• [THE TASK] Edit the data below so that every "one dot per instance" becomes "one point per instance", leaving everything else unchanged, and leave the pictures out of your answer.

Pointing data

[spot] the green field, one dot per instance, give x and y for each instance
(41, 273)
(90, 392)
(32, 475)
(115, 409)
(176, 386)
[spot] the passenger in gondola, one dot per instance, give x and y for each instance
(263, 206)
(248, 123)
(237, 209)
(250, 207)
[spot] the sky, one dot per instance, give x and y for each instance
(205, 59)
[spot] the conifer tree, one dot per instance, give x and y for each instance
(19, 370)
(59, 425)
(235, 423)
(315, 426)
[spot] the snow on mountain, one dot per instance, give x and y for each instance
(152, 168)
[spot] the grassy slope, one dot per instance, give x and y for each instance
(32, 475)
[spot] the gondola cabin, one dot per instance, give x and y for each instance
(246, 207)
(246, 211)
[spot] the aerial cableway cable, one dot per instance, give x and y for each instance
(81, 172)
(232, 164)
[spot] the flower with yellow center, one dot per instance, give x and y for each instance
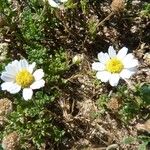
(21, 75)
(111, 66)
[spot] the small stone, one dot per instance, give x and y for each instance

• [THE RESPONSE]
[spot] the green field, one point per instance, give x and y for each instance
(41, 273)
(90, 392)
(32, 475)
(115, 409)
(176, 386)
[spot] the passenger in gondola, one point per instance, give x and y for each instance
(263, 206)
(248, 123)
(237, 209)
(250, 207)
[spot] the sky, one point per instance, give x and y for each instance
(205, 59)
[spot] the conifer tree, one point per instance, give x and y for each instance
(19, 370)
(59, 425)
(235, 423)
(315, 426)
[spot] the snow on mountain, one point per instance, give x and y for each instance
(152, 168)
[spot] the grassy slope, one point per instance, give x and y for each instance
(32, 475)
[spot] the gondola cabin, one point per instance, give x and y for each instance
(246, 207)
(246, 211)
[spot] the aerial cableway cable, one point per instance, give x and y for each instance
(81, 172)
(232, 164)
[spot] the flower with yellow center, one point per instance, give x and y for each instance
(21, 75)
(111, 66)
[spot] the small stone, one point per instance, give x and y for each instance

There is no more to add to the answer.